Problem to solve
Write the data out again exactly, dropping any images it holds.

Coordinate annotation records
>>

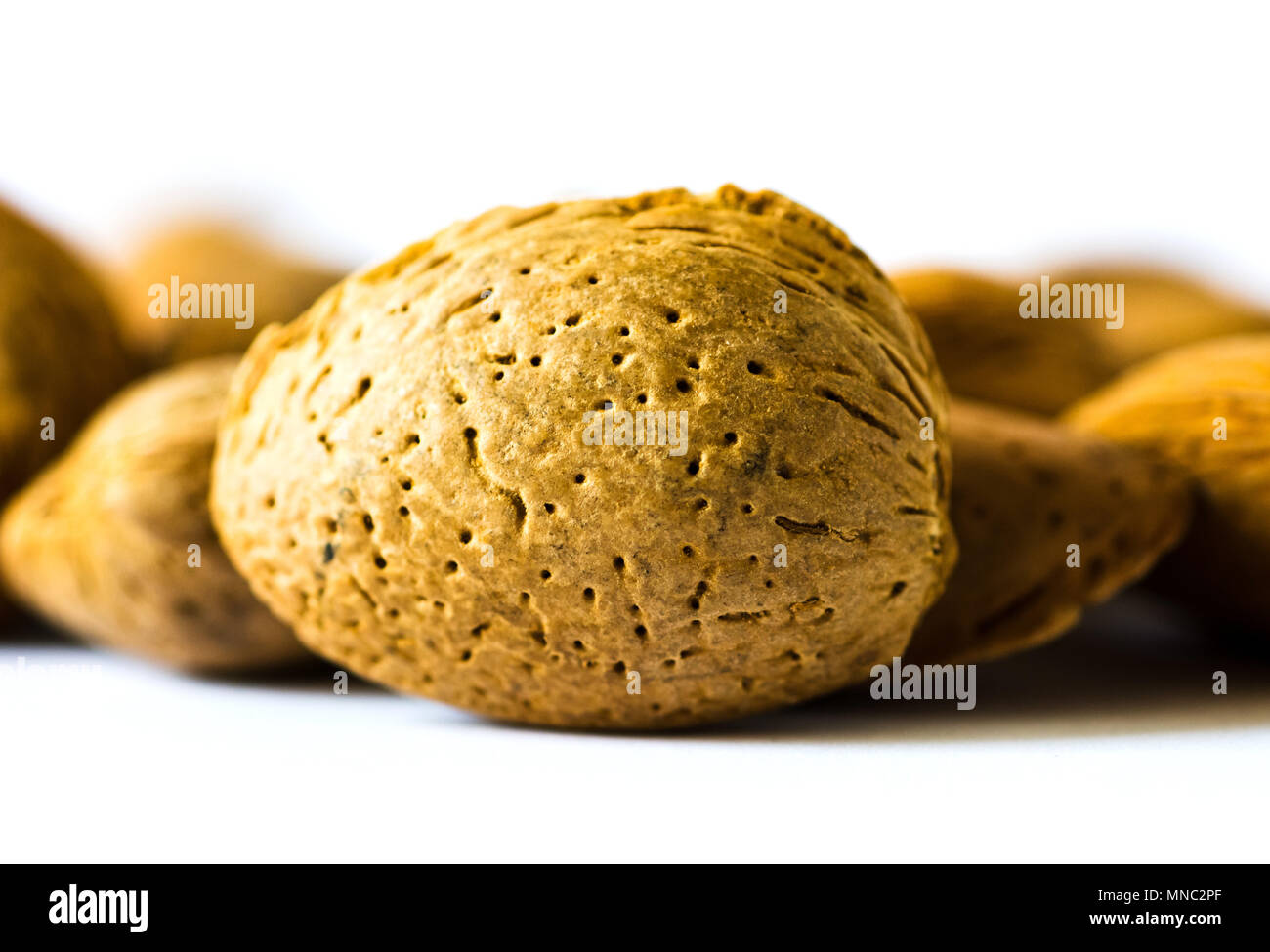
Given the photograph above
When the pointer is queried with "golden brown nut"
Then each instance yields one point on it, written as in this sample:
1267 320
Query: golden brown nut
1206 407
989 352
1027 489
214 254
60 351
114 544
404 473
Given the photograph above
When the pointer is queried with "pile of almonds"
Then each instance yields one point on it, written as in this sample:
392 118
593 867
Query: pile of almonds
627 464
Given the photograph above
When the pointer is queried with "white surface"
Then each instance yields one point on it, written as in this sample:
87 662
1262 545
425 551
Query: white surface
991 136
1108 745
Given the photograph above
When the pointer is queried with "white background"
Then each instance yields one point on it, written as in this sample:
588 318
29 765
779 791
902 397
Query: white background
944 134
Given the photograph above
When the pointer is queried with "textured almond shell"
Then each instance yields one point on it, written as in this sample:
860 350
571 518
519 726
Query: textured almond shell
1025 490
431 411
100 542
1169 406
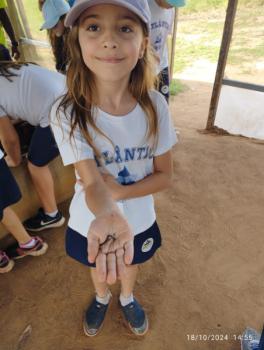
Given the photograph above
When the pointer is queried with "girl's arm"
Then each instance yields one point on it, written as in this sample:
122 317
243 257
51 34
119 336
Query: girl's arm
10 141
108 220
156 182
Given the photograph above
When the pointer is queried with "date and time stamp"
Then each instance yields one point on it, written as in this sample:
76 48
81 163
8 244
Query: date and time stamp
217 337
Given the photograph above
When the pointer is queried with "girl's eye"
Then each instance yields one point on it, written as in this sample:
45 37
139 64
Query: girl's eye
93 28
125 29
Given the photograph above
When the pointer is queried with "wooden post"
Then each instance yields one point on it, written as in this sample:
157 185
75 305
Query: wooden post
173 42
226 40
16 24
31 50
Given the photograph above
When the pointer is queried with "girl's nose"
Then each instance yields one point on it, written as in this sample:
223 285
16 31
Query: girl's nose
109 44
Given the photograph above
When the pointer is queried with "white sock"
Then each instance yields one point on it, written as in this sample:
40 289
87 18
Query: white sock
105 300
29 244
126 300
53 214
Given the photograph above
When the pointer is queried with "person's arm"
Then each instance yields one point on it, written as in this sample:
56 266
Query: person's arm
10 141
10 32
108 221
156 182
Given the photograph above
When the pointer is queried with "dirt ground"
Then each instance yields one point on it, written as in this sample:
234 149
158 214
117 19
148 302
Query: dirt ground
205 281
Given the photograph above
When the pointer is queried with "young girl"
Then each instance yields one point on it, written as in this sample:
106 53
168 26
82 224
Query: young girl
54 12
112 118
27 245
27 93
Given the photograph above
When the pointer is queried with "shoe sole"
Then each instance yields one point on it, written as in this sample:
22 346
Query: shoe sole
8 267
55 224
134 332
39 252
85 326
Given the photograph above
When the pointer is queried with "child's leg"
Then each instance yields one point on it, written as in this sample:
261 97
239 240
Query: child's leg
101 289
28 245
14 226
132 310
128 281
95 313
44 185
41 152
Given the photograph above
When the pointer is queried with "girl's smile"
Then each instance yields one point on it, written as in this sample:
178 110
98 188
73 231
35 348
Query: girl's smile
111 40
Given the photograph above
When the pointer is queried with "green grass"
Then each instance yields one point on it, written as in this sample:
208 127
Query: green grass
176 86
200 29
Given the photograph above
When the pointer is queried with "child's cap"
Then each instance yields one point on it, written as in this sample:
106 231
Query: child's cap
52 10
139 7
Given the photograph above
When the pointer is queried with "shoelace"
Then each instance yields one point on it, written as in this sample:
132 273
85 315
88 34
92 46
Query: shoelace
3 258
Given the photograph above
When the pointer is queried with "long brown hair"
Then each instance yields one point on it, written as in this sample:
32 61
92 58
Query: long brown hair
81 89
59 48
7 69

<<

Final result
Given the photograph above
When the pointer is queried with "golden brown nut"
Then each instance yields one point on it, written as in this sample:
1267 320
Query: golden brown nut
1206 407
989 352
1027 489
214 254
60 351
114 544
404 473
Given the photograph above
When the pointer is queried with "pile of almonds"
Then each instance yields one point on it, written as in this sample:
392 118
593 867
Query: pile of almonds
627 464
Given the photograph above
When the pointer is queried with "white surface"
Then each instance yields one point on it, written as in this sample:
87 662
1262 545
425 551
Query: white surface
991 136
1108 745
Given the photograph above
When the pointer is queried with "white background"
Then each instance yields one point on it, written as in this sample:
588 318
29 765
779 791
902 397
Query: white background
944 134
Given the photograph above
When the pointer is queried with "textured almond shell"
Then each instance yields one point on it, written as in this sample:
860 350
571 518
519 726
Query: textured almond shell
1025 490
431 411
100 542
1169 406
Given the photograph above
When the pointer is queried with "girl's arm"
Then each instance yields one point on it, written as in this sample:
122 317
243 257
51 34
119 336
Query: girl's arm
10 141
108 220
156 182
Given the photograph above
When the pointer is queried with "date and time stamp"
Then each instance yields one point on it, written as in this sample:
76 48
81 163
8 244
Query: date and time stamp
217 337
Given the photograph above
When the pointer is queried with "girl's eye"
Then each instance yields one point on it, written as in this sample:
45 37
139 64
Query: girl's eye
93 28
125 29
Given the photograph above
When the pointer is queried with "wooden post"
Then each instance yields one point on it, written as in this sample:
157 185
75 305
Query: wooden post
173 42
226 40
16 24
31 50
Given the photograph above
When the pointer is queried with "girl's nose"
Then each instance yields one point on it, written as in this sample:
223 285
16 31
Query: girl's nose
109 44
Given the photograph above
When the pointer is queried with "white sock"
Then each instance yields one point on it, written as in this sample:
40 289
87 18
Query: white sock
105 300
29 244
126 300
53 214
Given the photograph above
When the pointer is queried with "person's arm"
Then each instance yields one point on it, written as in this sample:
56 266
Query: person's arm
10 141
10 32
108 221
156 182
Given the photograph above
When the pointer is queried with "dirt ground"
Then each instance yields one point on it, written as in this sample:
234 149
158 214
117 19
148 302
Query: dirt ground
205 281
Given the photograph above
When the pointer is queried with "young girl"
Then each instance yields one point on it, written as in this sample:
106 53
168 26
82 224
Query: young girl
54 12
112 118
27 245
27 93
Given the photograph above
When the pointer is queried with "shoe sole"
Then each instance yields one point on it, written as in this sample:
22 346
Query: shoe sole
8 267
55 224
134 332
39 252
85 326
Given the photograph above
When the pointer is queried with "child's leg"
Then each instance yields one point on it, written as in this sample:
261 97
239 240
Query: child's leg
101 289
28 245
14 226
132 310
128 281
95 313
44 185
41 152
Given the photograph above
When the pointer is queried with "girl's smile"
Then each instance yields one point on it, written as in this sample:
178 110
98 188
73 231
35 348
Query: girl's smile
111 40
Given the photograph above
When the pointer is queried with "green grass"
Then each instance yields one point on it, written as in this sample:
208 127
Query: green grass
176 86
200 29
Given the photograph above
When the pointer is queried with "child's cap"
Then each instance yields one point on it, written as in this sample:
106 231
Query: child's cap
52 10
139 7
Given the photograph above
When the pointer is queried with "shoelace"
Then each instance yields one point on it, written as in this sample:
132 273
85 315
88 34
92 46
Query: shoelace
3 258
Given the photograph above
When the pointer is queried with "long brown hair"
Then each instance yields one point on it, written as in this sample:
32 61
92 58
Query: long brown hair
81 89
59 48
7 69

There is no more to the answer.